Exercise brief
Print the records exactly as they are written.

Records from a collection
=== Section Start ===

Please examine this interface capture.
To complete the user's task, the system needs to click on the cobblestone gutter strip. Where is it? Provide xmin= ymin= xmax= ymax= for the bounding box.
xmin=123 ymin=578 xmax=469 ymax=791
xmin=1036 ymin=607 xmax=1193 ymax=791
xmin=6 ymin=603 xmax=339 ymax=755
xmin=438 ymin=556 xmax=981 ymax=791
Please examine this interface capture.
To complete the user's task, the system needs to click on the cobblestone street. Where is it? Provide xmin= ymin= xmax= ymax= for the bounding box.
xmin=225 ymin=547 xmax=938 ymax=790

=== Section End ===

Exercise output
Please examine this interface capture.
To complete the user's task, the system needs to click on the cobblestone gutter strip. Where is it? Provide xmin= ymin= xmax= ymax= for the bounding box.
xmin=123 ymin=578 xmax=469 ymax=791
xmin=1036 ymin=607 xmax=1193 ymax=791
xmin=6 ymin=603 xmax=339 ymax=755
xmin=438 ymin=556 xmax=981 ymax=791
Please examine this interface capture.
To complete the user's task, the system needs to click on the cobblestone street. Where is it? Provide xmin= ymin= xmax= ymax= for the bounding box.
xmin=225 ymin=547 xmax=938 ymax=790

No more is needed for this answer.